# Tool Holder for A2Z QCTP



## kevin (Oct 19, 2013)

Just made some tool holders for my A2Z CNC QCTP (Quick Change Tool Post). It cost me about $1.50 to make one tool holder (including all of the screws, etc., but not including labor), versus about $18 to buy one.  I had been debating with myself whether it was worth the effort, but it turned out to be fairly easy, and the cost savings is substantial. 

In addition, you need to start with a 3/4" x 1" x 2" piece of aluminum, and by a lucky coincidence, my local metal supplier had 25 pieces this size in their remnant bin, so I got them cheap and already cut to the size I needed. Although I saved additional money this way, I think even with buying metal online these could be built for less than $2 each. 

The attached photo shows the toolholder I made next to a "store bought" version.  Even though it's a simple build, I put some photos and plans online at the link below - should save you some time if you decide to try this yourself:  

https://sites.google.com/site/lagad...lathes-mills-etc/tools---tool-holder-for-qctp  or  http://goo.gl/xqTQlN


----------



## David Kirtley (Oct 19, 2013)

+-------+

(DIRECTIVES)
(a) Edit the part of the tool holder thread that opens with the words containing "## kevin (Oct" and closes with "savings is substantial.", replacing "labor" with "shop time".
(b) Continue the forum thread about the homemade tool holder from the point where it stops.
The material has no connection to the tool holder thread.

(DATASET CONTENT)
+-------+

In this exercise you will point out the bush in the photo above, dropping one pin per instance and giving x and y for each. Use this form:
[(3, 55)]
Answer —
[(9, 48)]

+-------+

(PER-TASK OUTPUTS)
(a)
## kevin (Oct 19, 2013)

Just made some tool holders for my A2Z CNC QCTP (Quick Change Tool Post). It cost me about $1.50 to make one tool holder (including all of the screws, etc., but not including shop time), versus about $18 to buy one.  I had been debating with myself whether it was worth the effort, but it turned out to be fairly easy, and the cost savings is substantial.

(b)
I had made a whole stack of them for mine.   And then I switched to the wedge type holder. 

One suggestion though.  It is much easier to get a piece of stock long enough for several and cut one long dovetail down the length and then slice them off on the bandsaw. I do a piece long enough to make 6 or 8 holders at a time. (My mill doesn't have enough travel to do a longer piece.)

Not much point of having a quick change toolpost if you have to keep swapping out cutters. I have a few blanks that I cut out before it got so hot in the garage. Now that it is cooler, I am going to get them finished up.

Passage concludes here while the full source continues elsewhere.